▶ _How to complete this task_: Please pick out every line in the items below that contains the string "clicks", and copy each of those lines in full.
(Available data begins)
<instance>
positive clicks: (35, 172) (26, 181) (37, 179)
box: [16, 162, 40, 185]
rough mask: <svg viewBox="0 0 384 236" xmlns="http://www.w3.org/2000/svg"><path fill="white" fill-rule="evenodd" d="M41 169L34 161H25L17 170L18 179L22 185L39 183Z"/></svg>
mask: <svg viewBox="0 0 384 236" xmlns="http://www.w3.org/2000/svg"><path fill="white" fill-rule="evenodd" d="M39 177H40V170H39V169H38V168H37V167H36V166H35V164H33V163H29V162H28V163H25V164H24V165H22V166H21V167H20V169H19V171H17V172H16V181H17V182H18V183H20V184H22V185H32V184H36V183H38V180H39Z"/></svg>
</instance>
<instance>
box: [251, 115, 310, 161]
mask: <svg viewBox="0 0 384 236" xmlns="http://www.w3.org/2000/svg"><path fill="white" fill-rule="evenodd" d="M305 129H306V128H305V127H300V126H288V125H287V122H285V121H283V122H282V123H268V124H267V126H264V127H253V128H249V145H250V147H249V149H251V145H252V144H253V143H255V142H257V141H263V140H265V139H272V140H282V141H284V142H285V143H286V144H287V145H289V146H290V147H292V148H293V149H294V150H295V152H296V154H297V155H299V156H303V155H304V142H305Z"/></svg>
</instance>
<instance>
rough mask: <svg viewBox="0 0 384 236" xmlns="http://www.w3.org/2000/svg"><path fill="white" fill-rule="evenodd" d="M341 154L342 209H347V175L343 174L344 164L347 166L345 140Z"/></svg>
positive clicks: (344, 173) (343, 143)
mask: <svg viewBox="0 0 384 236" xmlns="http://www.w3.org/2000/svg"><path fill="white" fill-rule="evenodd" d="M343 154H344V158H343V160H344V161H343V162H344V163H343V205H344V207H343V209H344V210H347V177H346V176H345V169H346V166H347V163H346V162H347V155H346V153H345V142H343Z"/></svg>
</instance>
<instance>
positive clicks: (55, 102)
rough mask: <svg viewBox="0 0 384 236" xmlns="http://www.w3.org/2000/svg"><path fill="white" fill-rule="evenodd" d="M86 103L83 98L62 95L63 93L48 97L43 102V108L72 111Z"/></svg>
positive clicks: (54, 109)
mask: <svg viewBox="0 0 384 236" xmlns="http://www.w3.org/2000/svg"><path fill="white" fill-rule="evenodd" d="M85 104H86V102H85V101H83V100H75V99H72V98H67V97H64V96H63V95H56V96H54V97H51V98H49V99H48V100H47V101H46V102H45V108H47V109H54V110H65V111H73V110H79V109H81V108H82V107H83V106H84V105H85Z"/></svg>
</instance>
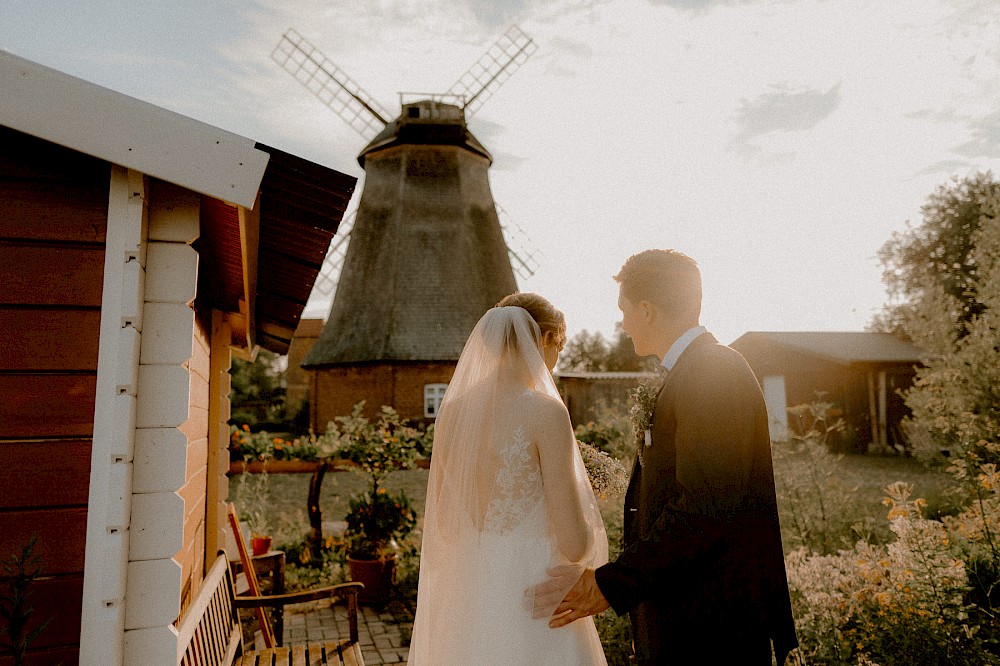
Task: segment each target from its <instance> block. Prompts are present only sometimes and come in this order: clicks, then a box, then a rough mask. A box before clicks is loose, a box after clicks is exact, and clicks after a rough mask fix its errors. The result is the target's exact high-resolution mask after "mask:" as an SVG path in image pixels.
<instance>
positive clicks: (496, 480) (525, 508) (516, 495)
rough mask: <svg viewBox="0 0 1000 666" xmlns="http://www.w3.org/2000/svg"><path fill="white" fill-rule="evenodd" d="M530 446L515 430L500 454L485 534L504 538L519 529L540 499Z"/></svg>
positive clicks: (539, 500)
mask: <svg viewBox="0 0 1000 666" xmlns="http://www.w3.org/2000/svg"><path fill="white" fill-rule="evenodd" d="M530 445H531V442H530V441H529V440H528V437H527V436H526V435H525V433H524V427H523V426H518V427H517V428H516V429H515V430H514V433H513V436H512V437H511V438H510V440H509V441H508V442H507V443H506V445H505V446H502V447H501V448H500V450H499V454H500V469H499V470H497V474H496V481H495V482H496V490H497V496H496V497H495V498H494V499H493V500H492V501H491V502H490V505H489V508H488V509H487V511H486V525H485V528H486V532H488V533H491V534H503V533H505V532H510V531H511V530H513V529H514V528H515V527H517V526H518V524H519V522H520V521H521V520H522V519H523V518H524V516H525V515H527V513H528V512H529V511H530V510H531V509H532V508H533V507H534V506H535V505H536V504H537V503H538V502H539V501H541V499H542V474H541V470H540V469H539V467H538V460H537V459H536V458H535V456H533V455H531V446H530Z"/></svg>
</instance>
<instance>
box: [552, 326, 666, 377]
mask: <svg viewBox="0 0 1000 666" xmlns="http://www.w3.org/2000/svg"><path fill="white" fill-rule="evenodd" d="M656 366H657V362H656V358H655V357H653V356H647V357H644V358H643V357H639V356H636V355H635V348H634V347H633V346H632V340H631V339H630V338H629V337H628V334H626V333H625V329H623V328H622V325H621V322H618V323H616V324H615V338H614V340H613V341H610V342H609V341H608V340H606V339H605V338H604V336H603V335H602V334H601V332H600V331H597V332H595V333H590V332H589V331H587V330H583V331H580V332H579V333H577V334H576V335H574V336H573V337H572V338H570V339H569V341H567V343H566V347H565V349H563V353H562V354H561V355H560V357H559V369H560V370H561V371H562V372H644V371H652V370H655V369H656Z"/></svg>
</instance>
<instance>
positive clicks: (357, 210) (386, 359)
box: [279, 31, 534, 431]
mask: <svg viewBox="0 0 1000 666" xmlns="http://www.w3.org/2000/svg"><path fill="white" fill-rule="evenodd" d="M517 32H518V34H520V31H517ZM508 35H509V33H508ZM508 35H505V37H508ZM287 38H288V36H287V35H286V39H287ZM299 39H300V40H301V38H299ZM524 40H526V41H524ZM524 44H527V45H528V46H530V47H531V48H532V49H533V46H534V45H533V43H531V42H530V40H528V39H527V38H526V37H524V38H523V40H521V46H522V48H521V51H522V52H523V50H524V49H523V46H524ZM296 46H297V48H298V49H300V50H301V49H302V44H301V41H300V42H299V43H298V44H296ZM279 48H280V47H279ZM296 52H298V51H296ZM526 57H527V55H526V54H525V55H523V57H522V58H521V60H523V59H524V58H526ZM492 59H493V60H496V58H495V57H493V58H492ZM500 64H501V65H503V63H502V62H501V63H500ZM508 64H509V63H508ZM505 66H506V65H505ZM286 68H288V66H287V65H286ZM507 75H509V73H508V74H507ZM493 78H494V79H495V78H496V77H495V74H494V76H493ZM460 83H461V81H460ZM340 85H341V87H342V88H343V87H345V86H343V84H340ZM486 90H487V88H486V87H485V86H483V87H481V88H480V90H479V91H476V95H473V96H472V99H473V100H478V99H479V97H480V95H479V93H480V92H482V91H486ZM314 92H315V91H314ZM352 96H353V98H354V99H356V100H358V101H360V102H361V103H362V105H363V106H362V112H364V111H371V112H372V113H373V114H375V115H376V117H377V118H378V119H380V120H381V119H382V118H383V117H384V116H382V115H381V114H379V113H378V111H377V110H376V109H377V107H375V106H374V105H372V104H371V100H370V99H369V98H367V96H365V95H364V93H363V92H361V94H360V95H358V94H355V93H352ZM320 97H321V99H322V96H320ZM468 109H469V97H468V96H466V95H463V94H455V93H449V94H447V95H430V96H424V97H423V98H421V99H418V100H416V101H413V102H409V103H407V102H406V101H405V100H404V101H403V103H402V112H401V113H400V115H399V117H398V118H396V119H395V120H393V121H391V122H385V123H384V128H382V130H381V131H379V132H378V133H377V134H376V135H375V136H374V137H373V138H371V141H370V143H369V144H368V145H367V146H366V147H365V148H364V150H362V151H361V153H360V155H359V156H358V161H359V163H360V164H361V166H362V167H363V168H364V170H365V184H364V189H363V191H362V193H361V199H360V202H359V204H358V209H357V212H356V216H355V220H354V225H353V229H352V230H351V232H350V244H349V245H348V246H347V250H346V254H345V256H344V258H343V266H342V269H341V271H340V276H339V280H338V282H337V287H336V295H335V296H334V299H333V304H332V307H331V309H330V315H329V317H328V318H327V321H326V323H325V325H324V327H323V330H322V332H321V334H320V336H319V339H318V340H317V341H316V343H315V344H314V346H313V347H312V349H311V350H310V352H309V354H308V355H307V356H306V358H305V361H304V362H303V364H302V367H303V368H306V369H308V370H309V371H310V373H311V381H310V422H311V424H312V427H313V428H314V430H316V431H323V430H324V429H325V428H326V424H327V423H328V422H329V421H331V420H333V419H334V418H335V417H336V416H341V415H345V414H349V413H350V412H351V409H352V407H353V406H354V405H355V404H356V403H358V402H360V401H361V400H364V401H365V404H366V409H365V412H366V413H368V414H372V413H374V412H375V411H377V410H378V409H379V407H380V406H381V405H390V406H392V407H394V408H395V409H396V410H397V411H399V413H400V415H401V416H402V417H403V418H407V419H414V420H424V419H432V418H434V416H436V409H437V406H438V405H439V404H440V398H441V396H442V395H443V392H444V387H445V386H446V385H447V384H448V382H449V381H450V380H451V376H452V374H453V372H454V369H455V365H456V363H457V361H458V357H459V355H460V354H461V351H462V348H463V347H464V345H465V342H466V339H467V338H468V336H469V333H471V331H472V329H473V328H474V326H475V324H476V322H477V321H478V320H479V319H480V317H481V316H482V315H483V313H484V312H486V310H488V309H489V308H491V307H493V306H494V305H495V304H496V302H497V301H499V300H500V299H501V298H502V297H503V296H505V295H507V294H509V293H511V292H513V291H516V289H517V283H516V281H515V278H514V271H513V269H512V267H511V260H510V257H509V251H508V245H507V243H506V241H505V238H504V234H503V231H502V229H501V224H500V220H499V217H498V215H497V208H496V204H495V203H494V201H493V195H492V193H491V190H490V185H489V178H488V170H489V167H490V165H491V163H492V157H491V155H490V154H489V152H488V151H487V150H486V149H485V148H484V147H483V145H482V144H481V143H480V142H479V141H478V140H477V139H476V138H475V137H474V136H473V135H472V134H471V132H469V130H468V127H467V126H466V111H467V110H468Z"/></svg>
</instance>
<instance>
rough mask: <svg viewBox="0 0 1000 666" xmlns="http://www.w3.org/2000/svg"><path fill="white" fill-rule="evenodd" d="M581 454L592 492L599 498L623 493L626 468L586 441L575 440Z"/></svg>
mask: <svg viewBox="0 0 1000 666" xmlns="http://www.w3.org/2000/svg"><path fill="white" fill-rule="evenodd" d="M576 445H577V446H578V447H580V455H581V456H583V466H584V467H586V468H587V477H588V478H589V479H590V486H591V487H592V488H593V489H594V494H595V495H597V496H598V497H600V498H602V499H603V498H605V497H609V496H611V497H617V496H619V495H624V494H625V491H626V490H627V489H628V470H626V469H625V466H624V465H622V464H621V462H619V461H618V460H616V459H615V458H612V457H611V456H609V455H608V454H607V453H605V452H604V451H601V450H600V449H598V448H597V447H595V446H591V445H590V444H587V443H586V442H581V441H580V440H576Z"/></svg>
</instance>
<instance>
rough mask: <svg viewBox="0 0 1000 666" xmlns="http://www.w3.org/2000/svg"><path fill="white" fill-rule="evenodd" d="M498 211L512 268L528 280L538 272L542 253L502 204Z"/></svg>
mask: <svg viewBox="0 0 1000 666" xmlns="http://www.w3.org/2000/svg"><path fill="white" fill-rule="evenodd" d="M496 209H497V217H498V218H500V229H501V230H502V231H503V238H504V242H505V243H506V244H507V254H509V255H510V267H511V268H513V269H514V272H515V273H517V276H518V277H519V278H521V279H522V280H527V279H528V278H530V277H531V276H532V275H534V274H535V271H537V270H538V256H539V255H540V254H541V251H539V250H538V249H536V248H533V247H532V242H531V239H530V238H529V237H528V234H527V233H526V232H525V231H524V229H522V228H521V226H520V225H519V224H517V223H516V222H514V220H512V219H511V217H510V215H509V214H508V213H507V211H505V210H504V209H503V208H502V207H501V206H500V204H496Z"/></svg>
(Available data ends)
▶ _Answer area_:
positive clicks: (35, 172) (26, 181) (37, 179)
positive clicks: (344, 173) (343, 143)
positive clicks: (55, 102)
positive clicks: (54, 109)
Task: segment each target from its <instance> block. Prompts are present only sometimes and come in this order: clicks, then a box, then a rough mask. A box before clicks is loose, a box after clicks is exact, and clicks after a rough mask fix its errors. The result is the target's exact high-resolution mask after "mask:" as an SVG path in image pixels.
positive clicks: (496, 480) (525, 508) (516, 495)
positive clicks: (539, 500)
positive clicks: (357, 210) (386, 359)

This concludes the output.